In the PCOS text, condense the paragraph that starts "Endocrinologists prescribe combined hormonal birth control" into a short bulleted list that keeps its main facts.

[Given text — start]

An endocrinologist might suggest a low-calorie and low-sugar diet to control your blood sugar and weight better. Some studies also show that yoga and 120 minutes of high-intensity exercise benefit women with PCOS.  

Birth control packet

Birth Control

Although there is no cure for PCOS, many patients opt for birth control pills to balance their hormones. Of course, this is only a viable treatment for women who do not wish to get pregnant. 

Endocrinologists prescribe combined hormonal birth control — comprising estrogen and progesterone — to patients with PCOS. Ultimately, the pills regulate menstruation, leading to fewer follicles on your ovaries. Some pills have helped patients manage hirsutism — unwanted hair growth on the chest, back, stomach or face — and acne. 

Studies even indicate a 30%–40% reduction in endometrial cancer risk when taking oral contraceptives.

[Given text — finish]
[Data under study — start]

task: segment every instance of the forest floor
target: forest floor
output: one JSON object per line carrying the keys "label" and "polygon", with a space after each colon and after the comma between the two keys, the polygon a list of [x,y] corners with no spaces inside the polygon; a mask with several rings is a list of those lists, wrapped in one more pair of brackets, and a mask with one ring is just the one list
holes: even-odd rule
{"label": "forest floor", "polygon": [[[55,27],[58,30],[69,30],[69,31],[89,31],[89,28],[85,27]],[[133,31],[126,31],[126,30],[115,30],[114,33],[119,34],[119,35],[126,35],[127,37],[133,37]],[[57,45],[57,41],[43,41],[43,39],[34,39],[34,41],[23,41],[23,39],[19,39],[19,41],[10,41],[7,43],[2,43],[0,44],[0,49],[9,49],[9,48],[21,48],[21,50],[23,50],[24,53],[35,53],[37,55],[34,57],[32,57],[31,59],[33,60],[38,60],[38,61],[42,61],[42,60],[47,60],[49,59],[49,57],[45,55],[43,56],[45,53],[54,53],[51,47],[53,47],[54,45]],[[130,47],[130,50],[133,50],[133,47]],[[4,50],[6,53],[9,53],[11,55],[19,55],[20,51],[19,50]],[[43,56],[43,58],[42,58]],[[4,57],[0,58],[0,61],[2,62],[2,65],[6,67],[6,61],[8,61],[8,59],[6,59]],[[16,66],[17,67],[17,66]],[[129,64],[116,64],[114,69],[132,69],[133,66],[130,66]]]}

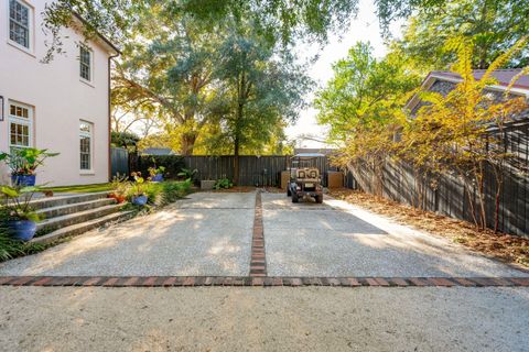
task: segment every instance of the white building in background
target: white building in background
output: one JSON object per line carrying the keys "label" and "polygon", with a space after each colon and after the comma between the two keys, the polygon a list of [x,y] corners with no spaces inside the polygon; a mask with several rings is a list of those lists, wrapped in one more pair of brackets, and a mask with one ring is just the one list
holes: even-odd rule
{"label": "white building in background", "polygon": [[[44,0],[0,0],[0,151],[61,153],[37,169],[37,184],[109,179],[109,70],[119,51],[105,37],[85,41],[63,29],[63,51],[48,64],[42,31]],[[80,18],[75,18],[83,25]],[[0,178],[9,169],[0,165]]]}

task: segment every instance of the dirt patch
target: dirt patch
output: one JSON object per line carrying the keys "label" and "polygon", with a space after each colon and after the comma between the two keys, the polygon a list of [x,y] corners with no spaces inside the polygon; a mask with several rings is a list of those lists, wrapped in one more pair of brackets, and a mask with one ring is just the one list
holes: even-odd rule
{"label": "dirt patch", "polygon": [[474,224],[467,221],[452,219],[431,211],[422,211],[357,190],[333,189],[330,190],[328,195],[369,209],[373,212],[388,216],[418,230],[449,238],[455,243],[485,255],[529,267],[529,239],[506,233],[494,233],[493,230],[478,231]]}

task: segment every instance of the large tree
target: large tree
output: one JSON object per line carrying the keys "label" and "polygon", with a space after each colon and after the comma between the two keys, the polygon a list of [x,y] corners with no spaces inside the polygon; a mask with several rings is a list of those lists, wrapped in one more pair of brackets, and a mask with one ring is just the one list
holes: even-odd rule
{"label": "large tree", "polygon": [[[328,128],[328,142],[341,147],[337,162],[354,174],[361,163],[380,176],[407,92],[420,75],[399,56],[376,58],[368,43],[356,44],[333,69],[334,77],[316,94],[319,123]],[[363,177],[355,177],[361,183]],[[369,182],[381,189],[380,178]]]}
{"label": "large tree", "polygon": [[112,77],[114,96],[121,98],[115,100],[117,109],[123,103],[147,109],[166,134],[179,139],[183,155],[193,154],[207,122],[219,34],[186,16],[169,15],[163,6],[142,11],[132,34]]}
{"label": "large tree", "polygon": [[[430,9],[445,0],[376,0],[382,30],[413,10]],[[172,16],[191,15],[205,24],[251,21],[269,42],[291,44],[303,37],[323,43],[330,32],[343,33],[358,12],[358,0],[55,0],[44,11],[51,34],[46,59],[62,52],[61,28],[72,24],[72,11],[86,20],[87,36],[99,32],[115,43],[129,36],[138,12],[163,6]]]}
{"label": "large tree", "polygon": [[[393,50],[425,67],[447,69],[456,57],[445,43],[464,37],[474,43],[473,68],[488,68],[527,33],[527,0],[449,0],[417,11]],[[528,54],[529,50],[521,51],[507,66],[526,66]]]}
{"label": "large tree", "polygon": [[285,122],[296,119],[310,80],[292,56],[274,52],[251,30],[234,31],[219,55],[210,113],[220,128],[218,136],[231,144],[237,184],[240,151],[262,150]]}

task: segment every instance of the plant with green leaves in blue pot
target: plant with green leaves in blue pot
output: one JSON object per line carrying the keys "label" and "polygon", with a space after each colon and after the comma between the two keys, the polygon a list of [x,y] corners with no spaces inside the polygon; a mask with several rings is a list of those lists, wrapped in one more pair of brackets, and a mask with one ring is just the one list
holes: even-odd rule
{"label": "plant with green leaves in blue pot", "polygon": [[15,240],[30,241],[36,232],[39,213],[31,208],[31,199],[39,187],[0,186],[0,195],[4,199],[0,207],[2,222]]}
{"label": "plant with green leaves in blue pot", "polygon": [[140,172],[132,173],[131,176],[134,179],[134,182],[132,183],[132,187],[131,187],[130,201],[137,206],[144,206],[149,200],[147,197],[148,184],[145,183],[145,179],[141,177]]}
{"label": "plant with green leaves in blue pot", "polygon": [[163,182],[163,173],[165,172],[165,167],[160,166],[160,167],[149,167],[149,176],[151,178],[151,182],[153,183],[161,183]]}
{"label": "plant with green leaves in blue pot", "polygon": [[58,153],[34,147],[13,148],[11,154],[0,153],[0,162],[6,162],[11,169],[13,186],[35,186],[36,168],[44,165],[46,158],[56,155]]}

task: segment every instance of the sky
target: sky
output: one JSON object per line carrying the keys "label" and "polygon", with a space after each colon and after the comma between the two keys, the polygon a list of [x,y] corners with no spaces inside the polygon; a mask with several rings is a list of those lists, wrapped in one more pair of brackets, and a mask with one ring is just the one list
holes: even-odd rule
{"label": "sky", "polygon": [[[342,34],[333,35],[328,40],[328,44],[322,50],[319,45],[307,46],[300,45],[300,59],[313,57],[320,53],[319,59],[309,70],[309,76],[316,81],[316,87],[324,87],[327,80],[333,77],[333,63],[347,56],[348,50],[357,42],[369,42],[374,47],[377,57],[386,54],[387,47],[380,36],[378,18],[375,13],[375,4],[373,0],[360,0],[358,15],[352,21],[349,29]],[[391,34],[400,35],[401,22],[391,25]],[[313,92],[306,96],[307,101],[312,101]],[[294,125],[287,128],[287,136],[289,140],[295,140],[296,146],[303,147],[322,147],[322,143],[302,140],[300,135],[314,135],[317,139],[325,138],[325,128],[316,123],[317,110],[307,108],[300,113],[300,118]]]}

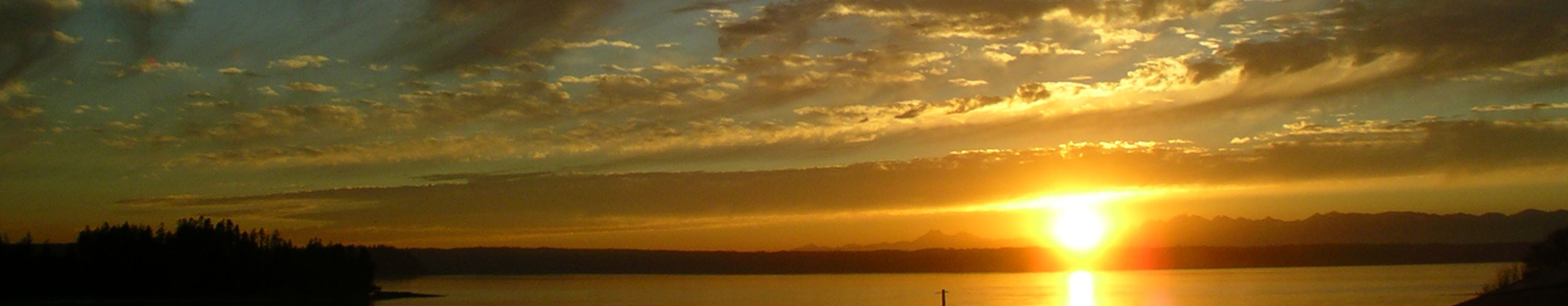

[Data under study — finish]

[Written answer]
- For PCOS patients, endocrinologists prescribe combined hormonal birth control made of estrogen and progesterone.
- The pills regulate menstruation, which leads to fewer follicles on the ovaries.
- Some pills have helped patients manage acne and hirsutism, which is unwanted hair growth on the chest, back, stomach or face.